_OBJECTIVE:_ Write out again, in full and with the requests, only the lines of the records between the lines holding "Target = rough bark texture" and "x=297 y=250", inclusive. Shrink each x and y point coordinate in the answers by multiplying it by 0.9 and rounding to a whole number, with halves rounded up.

## BEGIN GIVEN RECORDS

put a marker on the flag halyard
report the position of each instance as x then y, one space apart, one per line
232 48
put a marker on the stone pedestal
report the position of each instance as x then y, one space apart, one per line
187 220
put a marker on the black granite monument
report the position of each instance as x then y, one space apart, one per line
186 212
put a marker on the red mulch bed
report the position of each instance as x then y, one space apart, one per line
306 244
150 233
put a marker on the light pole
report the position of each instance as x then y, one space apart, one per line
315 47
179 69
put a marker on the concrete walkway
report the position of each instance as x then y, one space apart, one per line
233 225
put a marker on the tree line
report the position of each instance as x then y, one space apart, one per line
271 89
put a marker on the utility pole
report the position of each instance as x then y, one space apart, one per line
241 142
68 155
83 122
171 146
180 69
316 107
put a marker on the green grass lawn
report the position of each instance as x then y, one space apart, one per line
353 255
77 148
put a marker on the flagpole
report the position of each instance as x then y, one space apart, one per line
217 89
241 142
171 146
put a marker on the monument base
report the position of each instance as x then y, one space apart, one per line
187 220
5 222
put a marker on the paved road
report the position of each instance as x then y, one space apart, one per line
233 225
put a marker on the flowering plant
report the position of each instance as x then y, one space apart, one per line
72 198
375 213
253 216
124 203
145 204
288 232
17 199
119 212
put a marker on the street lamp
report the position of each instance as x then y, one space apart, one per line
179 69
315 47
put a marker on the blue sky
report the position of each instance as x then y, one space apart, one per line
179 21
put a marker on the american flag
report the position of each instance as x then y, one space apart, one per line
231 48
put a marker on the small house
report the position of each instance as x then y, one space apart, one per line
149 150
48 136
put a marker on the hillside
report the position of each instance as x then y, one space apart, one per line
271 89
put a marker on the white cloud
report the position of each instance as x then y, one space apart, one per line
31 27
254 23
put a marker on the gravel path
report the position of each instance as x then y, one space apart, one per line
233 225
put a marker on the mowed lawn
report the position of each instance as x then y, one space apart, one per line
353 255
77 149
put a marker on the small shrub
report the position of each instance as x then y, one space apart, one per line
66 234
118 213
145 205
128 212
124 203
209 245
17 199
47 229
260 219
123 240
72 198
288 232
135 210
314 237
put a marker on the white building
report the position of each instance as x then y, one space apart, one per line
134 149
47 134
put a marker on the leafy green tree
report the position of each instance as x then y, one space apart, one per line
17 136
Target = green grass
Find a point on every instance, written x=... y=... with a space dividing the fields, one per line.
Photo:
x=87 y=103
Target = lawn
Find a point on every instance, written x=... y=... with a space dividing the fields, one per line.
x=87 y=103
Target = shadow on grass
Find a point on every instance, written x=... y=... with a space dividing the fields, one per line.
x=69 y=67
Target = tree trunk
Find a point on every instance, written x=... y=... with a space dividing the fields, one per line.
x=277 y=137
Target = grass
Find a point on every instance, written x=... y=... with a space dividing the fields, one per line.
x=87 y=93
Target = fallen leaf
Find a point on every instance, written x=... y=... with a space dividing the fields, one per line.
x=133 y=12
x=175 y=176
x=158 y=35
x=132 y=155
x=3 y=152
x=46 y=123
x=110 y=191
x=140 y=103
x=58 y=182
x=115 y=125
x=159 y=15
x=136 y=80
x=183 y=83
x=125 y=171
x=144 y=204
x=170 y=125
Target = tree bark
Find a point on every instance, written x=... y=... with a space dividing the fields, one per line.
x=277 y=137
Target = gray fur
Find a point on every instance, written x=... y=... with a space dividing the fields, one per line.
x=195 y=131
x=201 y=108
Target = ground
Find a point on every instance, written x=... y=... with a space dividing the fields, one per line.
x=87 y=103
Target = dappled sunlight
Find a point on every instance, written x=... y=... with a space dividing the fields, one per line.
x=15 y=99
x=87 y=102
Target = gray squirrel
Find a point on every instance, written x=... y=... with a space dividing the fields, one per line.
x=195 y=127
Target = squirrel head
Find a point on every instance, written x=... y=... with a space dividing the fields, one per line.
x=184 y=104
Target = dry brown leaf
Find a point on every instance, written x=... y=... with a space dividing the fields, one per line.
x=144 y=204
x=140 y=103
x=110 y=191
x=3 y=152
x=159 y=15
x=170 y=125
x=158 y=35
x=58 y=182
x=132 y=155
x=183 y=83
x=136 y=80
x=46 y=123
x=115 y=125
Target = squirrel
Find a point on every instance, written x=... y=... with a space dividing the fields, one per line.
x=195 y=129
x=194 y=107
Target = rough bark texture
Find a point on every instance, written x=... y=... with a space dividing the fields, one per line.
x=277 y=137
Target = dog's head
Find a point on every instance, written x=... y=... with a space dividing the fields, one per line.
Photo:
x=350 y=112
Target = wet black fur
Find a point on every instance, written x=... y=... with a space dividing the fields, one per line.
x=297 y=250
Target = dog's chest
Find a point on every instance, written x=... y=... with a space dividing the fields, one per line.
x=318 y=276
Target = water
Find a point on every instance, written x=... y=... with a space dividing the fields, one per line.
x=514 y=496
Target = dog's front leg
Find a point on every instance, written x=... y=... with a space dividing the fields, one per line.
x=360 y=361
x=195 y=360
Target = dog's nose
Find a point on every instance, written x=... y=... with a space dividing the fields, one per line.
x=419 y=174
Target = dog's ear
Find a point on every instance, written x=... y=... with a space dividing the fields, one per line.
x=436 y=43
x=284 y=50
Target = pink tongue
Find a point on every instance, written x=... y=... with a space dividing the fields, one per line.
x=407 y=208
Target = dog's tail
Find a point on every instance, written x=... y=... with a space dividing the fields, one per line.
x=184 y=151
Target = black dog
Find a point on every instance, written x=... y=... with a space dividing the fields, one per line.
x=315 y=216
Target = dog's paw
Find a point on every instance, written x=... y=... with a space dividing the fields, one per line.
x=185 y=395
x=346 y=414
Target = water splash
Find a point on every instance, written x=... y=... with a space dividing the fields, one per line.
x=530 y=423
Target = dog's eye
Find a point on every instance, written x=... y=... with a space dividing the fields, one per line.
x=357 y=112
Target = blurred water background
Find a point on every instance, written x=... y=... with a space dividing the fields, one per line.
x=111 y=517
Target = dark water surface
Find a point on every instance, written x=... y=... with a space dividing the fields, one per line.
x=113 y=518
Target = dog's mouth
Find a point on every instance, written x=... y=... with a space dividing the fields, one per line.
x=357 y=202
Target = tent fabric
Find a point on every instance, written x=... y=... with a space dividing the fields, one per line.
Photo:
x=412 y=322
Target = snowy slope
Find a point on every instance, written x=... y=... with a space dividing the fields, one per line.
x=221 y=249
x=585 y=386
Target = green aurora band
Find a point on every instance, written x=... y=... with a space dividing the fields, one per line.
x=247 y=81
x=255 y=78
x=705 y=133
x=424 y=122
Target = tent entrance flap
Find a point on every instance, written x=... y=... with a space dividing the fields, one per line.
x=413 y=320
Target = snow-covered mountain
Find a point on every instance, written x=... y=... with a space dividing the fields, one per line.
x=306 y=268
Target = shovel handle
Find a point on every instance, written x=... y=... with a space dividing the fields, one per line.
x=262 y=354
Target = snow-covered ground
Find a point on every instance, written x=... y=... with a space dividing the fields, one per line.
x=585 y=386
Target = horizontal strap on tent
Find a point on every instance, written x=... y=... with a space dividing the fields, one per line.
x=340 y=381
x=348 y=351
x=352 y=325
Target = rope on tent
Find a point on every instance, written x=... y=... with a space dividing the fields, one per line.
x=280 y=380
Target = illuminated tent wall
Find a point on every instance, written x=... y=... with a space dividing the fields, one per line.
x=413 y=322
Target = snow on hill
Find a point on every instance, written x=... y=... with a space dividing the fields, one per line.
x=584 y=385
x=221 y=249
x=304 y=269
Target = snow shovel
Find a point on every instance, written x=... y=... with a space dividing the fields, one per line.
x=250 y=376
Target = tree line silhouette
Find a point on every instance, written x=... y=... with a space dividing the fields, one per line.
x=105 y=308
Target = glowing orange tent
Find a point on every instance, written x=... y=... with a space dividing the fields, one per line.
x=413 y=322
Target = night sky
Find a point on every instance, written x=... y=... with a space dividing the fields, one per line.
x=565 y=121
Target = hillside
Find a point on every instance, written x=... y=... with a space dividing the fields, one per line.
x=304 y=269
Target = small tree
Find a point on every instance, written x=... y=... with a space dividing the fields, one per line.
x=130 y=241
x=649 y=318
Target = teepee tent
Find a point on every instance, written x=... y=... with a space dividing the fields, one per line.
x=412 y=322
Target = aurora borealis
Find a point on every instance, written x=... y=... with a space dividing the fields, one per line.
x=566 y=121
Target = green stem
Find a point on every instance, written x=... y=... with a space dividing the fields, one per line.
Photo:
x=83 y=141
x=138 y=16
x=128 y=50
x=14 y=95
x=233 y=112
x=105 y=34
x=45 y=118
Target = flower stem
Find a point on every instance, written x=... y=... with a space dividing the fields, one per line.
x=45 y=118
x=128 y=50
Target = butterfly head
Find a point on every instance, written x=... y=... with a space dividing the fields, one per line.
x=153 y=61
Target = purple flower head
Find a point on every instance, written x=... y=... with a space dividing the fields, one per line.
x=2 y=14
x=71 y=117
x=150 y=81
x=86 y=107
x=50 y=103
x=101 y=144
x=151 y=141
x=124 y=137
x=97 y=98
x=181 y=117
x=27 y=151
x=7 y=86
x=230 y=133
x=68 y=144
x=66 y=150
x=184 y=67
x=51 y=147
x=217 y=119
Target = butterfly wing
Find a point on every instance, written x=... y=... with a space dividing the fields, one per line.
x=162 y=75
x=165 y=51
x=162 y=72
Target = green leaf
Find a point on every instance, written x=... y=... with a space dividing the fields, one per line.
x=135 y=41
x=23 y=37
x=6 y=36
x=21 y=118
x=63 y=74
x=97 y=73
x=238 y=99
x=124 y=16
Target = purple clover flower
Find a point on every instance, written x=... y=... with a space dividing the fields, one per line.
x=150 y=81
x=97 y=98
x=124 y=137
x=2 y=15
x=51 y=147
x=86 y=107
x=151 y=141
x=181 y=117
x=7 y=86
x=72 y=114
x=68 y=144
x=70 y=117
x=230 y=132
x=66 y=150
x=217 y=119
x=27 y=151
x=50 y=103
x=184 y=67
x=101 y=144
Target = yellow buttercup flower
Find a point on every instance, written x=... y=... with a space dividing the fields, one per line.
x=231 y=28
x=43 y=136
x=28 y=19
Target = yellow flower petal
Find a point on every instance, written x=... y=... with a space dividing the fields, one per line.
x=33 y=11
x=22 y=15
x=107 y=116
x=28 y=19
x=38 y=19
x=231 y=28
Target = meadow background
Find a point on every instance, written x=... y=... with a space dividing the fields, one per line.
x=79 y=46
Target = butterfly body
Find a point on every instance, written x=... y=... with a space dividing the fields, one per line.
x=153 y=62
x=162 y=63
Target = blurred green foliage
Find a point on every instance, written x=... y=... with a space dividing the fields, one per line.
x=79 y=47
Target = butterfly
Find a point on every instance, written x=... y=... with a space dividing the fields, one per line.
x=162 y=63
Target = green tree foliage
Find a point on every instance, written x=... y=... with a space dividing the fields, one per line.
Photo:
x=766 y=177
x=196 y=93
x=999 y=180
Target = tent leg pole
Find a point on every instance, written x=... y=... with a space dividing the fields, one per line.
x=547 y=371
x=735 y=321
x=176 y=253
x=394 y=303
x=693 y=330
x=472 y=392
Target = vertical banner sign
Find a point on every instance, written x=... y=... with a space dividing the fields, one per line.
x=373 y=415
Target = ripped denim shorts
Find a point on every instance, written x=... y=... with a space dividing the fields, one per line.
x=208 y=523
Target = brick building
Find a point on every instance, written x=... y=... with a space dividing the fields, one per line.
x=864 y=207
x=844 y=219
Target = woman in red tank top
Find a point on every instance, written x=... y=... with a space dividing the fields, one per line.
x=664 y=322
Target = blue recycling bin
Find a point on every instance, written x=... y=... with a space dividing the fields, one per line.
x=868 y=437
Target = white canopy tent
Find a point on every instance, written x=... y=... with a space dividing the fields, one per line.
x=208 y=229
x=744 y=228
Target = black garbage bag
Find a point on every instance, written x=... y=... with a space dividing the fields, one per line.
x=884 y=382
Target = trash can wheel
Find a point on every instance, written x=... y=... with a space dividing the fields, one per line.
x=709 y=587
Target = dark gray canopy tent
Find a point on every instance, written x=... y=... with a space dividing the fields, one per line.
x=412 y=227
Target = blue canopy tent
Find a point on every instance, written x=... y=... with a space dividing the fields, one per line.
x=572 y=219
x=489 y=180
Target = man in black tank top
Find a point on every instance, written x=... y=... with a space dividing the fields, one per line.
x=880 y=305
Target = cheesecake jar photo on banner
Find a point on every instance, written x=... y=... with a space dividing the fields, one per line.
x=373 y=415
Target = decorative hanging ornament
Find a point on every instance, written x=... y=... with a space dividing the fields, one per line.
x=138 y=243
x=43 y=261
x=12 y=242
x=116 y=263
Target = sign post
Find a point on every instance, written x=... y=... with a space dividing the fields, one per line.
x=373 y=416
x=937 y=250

## END GIVEN RECORDS

_FULL RESPONSE:_
Target = rough bark texture
Find a point on every instance, written x=... y=... with a space dividing the fields, one per line.
x=249 y=123
Target = dog's head
Find a point on every instance, written x=... y=... with a space dividing the fields, one per line.
Photo:
x=315 y=101
Target = wet black fur
Find a point on every instance, written x=... y=... with a space dividing the fields, one per line.
x=267 y=225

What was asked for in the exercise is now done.